• [Exercise goal]:
Render the whole listing below as a two-column CSV headed input and output, with each input and the answer beneath it forming one row. Put each value in a single quoted field, and turn any line breaks into spaces.

• [Material for this exercise]:
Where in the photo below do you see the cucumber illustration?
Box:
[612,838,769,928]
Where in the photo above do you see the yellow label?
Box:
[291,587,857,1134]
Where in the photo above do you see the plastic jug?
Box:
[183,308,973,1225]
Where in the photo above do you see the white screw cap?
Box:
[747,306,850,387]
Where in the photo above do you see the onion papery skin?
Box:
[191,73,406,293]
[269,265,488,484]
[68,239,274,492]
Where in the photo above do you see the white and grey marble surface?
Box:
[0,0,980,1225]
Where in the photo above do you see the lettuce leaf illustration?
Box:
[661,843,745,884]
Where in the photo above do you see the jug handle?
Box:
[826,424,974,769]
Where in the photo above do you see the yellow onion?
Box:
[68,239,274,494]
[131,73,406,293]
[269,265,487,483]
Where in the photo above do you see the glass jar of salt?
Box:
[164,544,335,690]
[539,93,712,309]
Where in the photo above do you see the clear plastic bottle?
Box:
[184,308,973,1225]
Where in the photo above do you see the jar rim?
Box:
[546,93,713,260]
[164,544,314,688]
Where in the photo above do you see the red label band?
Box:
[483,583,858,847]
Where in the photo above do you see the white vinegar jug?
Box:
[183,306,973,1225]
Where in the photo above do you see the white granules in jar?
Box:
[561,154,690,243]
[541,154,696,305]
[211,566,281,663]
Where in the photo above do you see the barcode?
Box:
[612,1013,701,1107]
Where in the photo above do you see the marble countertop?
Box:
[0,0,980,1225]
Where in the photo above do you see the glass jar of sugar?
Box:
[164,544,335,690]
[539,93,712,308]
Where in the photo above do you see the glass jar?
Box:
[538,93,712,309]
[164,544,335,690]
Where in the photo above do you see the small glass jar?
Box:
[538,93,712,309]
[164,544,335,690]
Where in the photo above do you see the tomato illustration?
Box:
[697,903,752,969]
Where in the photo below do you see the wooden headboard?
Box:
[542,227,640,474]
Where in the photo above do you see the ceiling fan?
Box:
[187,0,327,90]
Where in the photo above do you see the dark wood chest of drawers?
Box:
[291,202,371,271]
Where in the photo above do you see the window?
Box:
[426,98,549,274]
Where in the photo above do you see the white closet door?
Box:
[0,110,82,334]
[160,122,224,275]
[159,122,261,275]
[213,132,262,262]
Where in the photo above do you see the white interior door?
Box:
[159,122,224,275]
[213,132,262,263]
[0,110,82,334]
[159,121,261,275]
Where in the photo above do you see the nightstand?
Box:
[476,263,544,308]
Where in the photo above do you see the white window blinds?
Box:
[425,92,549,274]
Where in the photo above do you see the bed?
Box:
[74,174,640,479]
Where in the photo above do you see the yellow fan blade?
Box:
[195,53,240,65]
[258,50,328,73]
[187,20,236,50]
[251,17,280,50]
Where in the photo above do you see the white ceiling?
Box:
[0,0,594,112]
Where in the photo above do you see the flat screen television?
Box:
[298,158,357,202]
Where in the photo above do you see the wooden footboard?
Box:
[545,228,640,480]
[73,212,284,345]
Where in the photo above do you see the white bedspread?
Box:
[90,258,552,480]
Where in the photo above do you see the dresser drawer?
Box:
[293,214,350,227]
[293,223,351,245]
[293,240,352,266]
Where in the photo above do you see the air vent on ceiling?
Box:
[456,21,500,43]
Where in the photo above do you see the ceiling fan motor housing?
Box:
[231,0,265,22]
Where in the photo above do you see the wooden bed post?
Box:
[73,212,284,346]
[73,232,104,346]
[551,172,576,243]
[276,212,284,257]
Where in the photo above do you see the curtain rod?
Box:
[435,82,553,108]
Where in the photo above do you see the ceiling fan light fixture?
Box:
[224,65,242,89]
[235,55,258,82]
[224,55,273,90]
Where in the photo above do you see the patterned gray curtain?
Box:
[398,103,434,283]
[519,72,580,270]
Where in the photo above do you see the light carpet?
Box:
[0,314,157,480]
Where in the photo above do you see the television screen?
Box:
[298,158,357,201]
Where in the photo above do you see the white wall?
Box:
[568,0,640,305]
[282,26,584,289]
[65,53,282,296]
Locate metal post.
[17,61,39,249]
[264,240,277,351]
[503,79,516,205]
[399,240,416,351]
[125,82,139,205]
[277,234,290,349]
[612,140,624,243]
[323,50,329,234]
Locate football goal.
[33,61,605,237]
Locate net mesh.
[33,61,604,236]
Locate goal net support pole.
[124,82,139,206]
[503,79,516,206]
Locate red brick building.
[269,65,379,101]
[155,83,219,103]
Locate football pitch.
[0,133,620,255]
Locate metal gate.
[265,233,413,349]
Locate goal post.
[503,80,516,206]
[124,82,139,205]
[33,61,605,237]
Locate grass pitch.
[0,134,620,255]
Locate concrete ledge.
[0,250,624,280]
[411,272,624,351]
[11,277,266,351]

• [Answer for this exercise]:
input,output
"Where in the photo below do you see the cucumber illustration? Box:","[612,838,769,928]"
"Where in the photo above do you see the yellow label? Box:","[291,587,857,1134]"
"Where in the photo above do you see the plastic jug? Box:","[183,308,973,1225]"
"Where in the photo above do you see the white screw cap? Box:","[747,306,850,387]"
"Where in the photo above do you see the onion papery skin? Box:","[191,73,406,293] [269,265,488,484] [68,239,274,492]"
"Where in the photo above do you see the white and grey marble surface? Box:","[0,0,980,1225]"
"Where in the photo above do you see the lettuce leaf illustration? Box:","[661,843,745,884]"
"Where in the photo above do you see the jug handle? Box:","[826,424,974,769]"
"Where in the photo above do you see the yellow onion? Box:","[68,239,274,494] [131,73,406,293] [269,265,487,483]"
"Where in the photo above do you see the glass jar of salt? Box:","[164,544,335,690] [539,93,712,309]"
"Where in the photo above do you see the clear plastic bottle? Box:","[184,308,973,1225]"
"Where in the photo above do you see the jar rim? Box:","[546,93,713,260] [164,544,314,688]"
"Where in the photo above do you see the red label band? Box:","[483,583,858,847]"
"Where in the photo above do you see the white vinegar jug? Box:","[183,306,973,1225]"
"Where in the photo above do you see the white granules in jar? Box:","[561,154,690,243] [541,154,696,305] [211,566,281,663]"
"Where in the photo above do you see the barcode? Box:","[612,1013,701,1107]"
"Where in the photo above do you see the marble countertop? Box:","[0,0,980,1225]"
"Where in the photo above do you see the glass jar of sugar? Box:","[164,544,335,690] [539,93,712,308]"
"Where in the photo above do you see the glass jar? Box:","[538,93,712,309] [164,544,335,690]"
"Where in the photo above do you see the small glass jar? Box:","[538,93,712,309] [164,544,335,690]"
"Where in the photo above do you see the tomato illustration? Box:","[697,903,752,969]"
"Where in the photo below do you see the wooden headboard? Box:","[542,227,640,474]"
"Where in the photo above do you see the ceiling fan? Box:","[187,0,327,90]"
"Where in the photo above do you see the dark wood chest of drawers? Box:","[291,202,371,271]"
"Where in the photo above do you see the window? Box:","[426,98,549,274]"
"Where in the photo above do you see the white closet door? Box:","[0,110,82,334] [160,122,224,275] [159,122,261,275] [213,132,262,262]"
"Where in the photo above do you see the white interior door? Box:","[159,122,224,275] [213,132,262,263] [0,110,82,334] [159,121,261,275]"
"Where in the photo above do you see the nightstand? Box:","[476,263,544,308]"
"Where in the photo above do you see the white window blinds? Box:","[425,92,549,274]"
"Where in the photo above do you see the bed? Box:","[74,174,640,479]"
"Where in the photo above do you see the yellow fan blade? Box:","[195,53,240,65] [258,50,328,73] [187,20,236,50] [251,17,280,50]"
"Where in the photo above do you see the white ceiling? Box:","[0,0,594,112]"
"Where in the photo above do you see the flat screen television? Box:","[298,158,357,202]"
"Where in the photo above do you see the wooden footboard? Box:","[545,228,640,480] [73,212,284,345]"
"Where in the photo above do you see the white bedspread? Box:","[90,258,552,480]"
"Where in the photo above do you see the dresser drawer? Box:","[293,214,350,227] [293,223,351,245] [293,240,352,266]"
"Where in the photo above do you see the air vent on ceiling? Box:","[456,21,500,43]"
"Where in the photo above do you see the ceiling fan motor housing? Box:","[231,0,265,22]"
"Where in the photo above do you see the wooden bed post? Box:","[73,212,284,346] [73,232,104,346] [551,172,576,243] [276,212,284,257]"
"Where in the photo above do you see the curtain rod? Box:","[435,82,553,108]"
"Where in the photo above do you see the ceiling fan light fixture? Box:","[224,65,242,89] [235,55,258,82] [224,55,273,90]"
"Where in the photo above do you see the patterned gray curtain? Box:","[398,103,434,283] [519,72,580,270]"
"Where in the photo above do you see the light carpet? Box:","[0,314,157,480]"
"Where in the photo above do you see the television screen? Box:","[298,158,357,201]"
"Where in the photo above do you see the white wall? Box:","[568,0,640,305] [282,26,584,289] [65,53,282,296]"
"Locate metal post.","[17,61,39,249] [264,240,277,351] [503,79,516,205] [399,240,416,351] [125,82,139,205] [277,234,290,349] [612,140,624,243] [323,50,329,234]"
"Locate football goal.","[33,61,605,237]"
"Locate net mesh.","[33,61,604,236]"
"Locate goal net support pole.","[124,82,139,206] [503,79,516,206]"
"Locate red brick building.","[269,65,379,101] [155,83,219,103]"
"Locate football pitch.","[0,133,620,255]"
"Locate metal gate.","[265,233,413,349]"
"Locate goal post.","[503,80,516,206] [124,82,139,205] [33,61,605,237]"
"Locate grass pitch.","[0,134,620,255]"
"Locate concrete ledge.","[0,250,624,280] [411,272,624,351] [11,277,266,351]"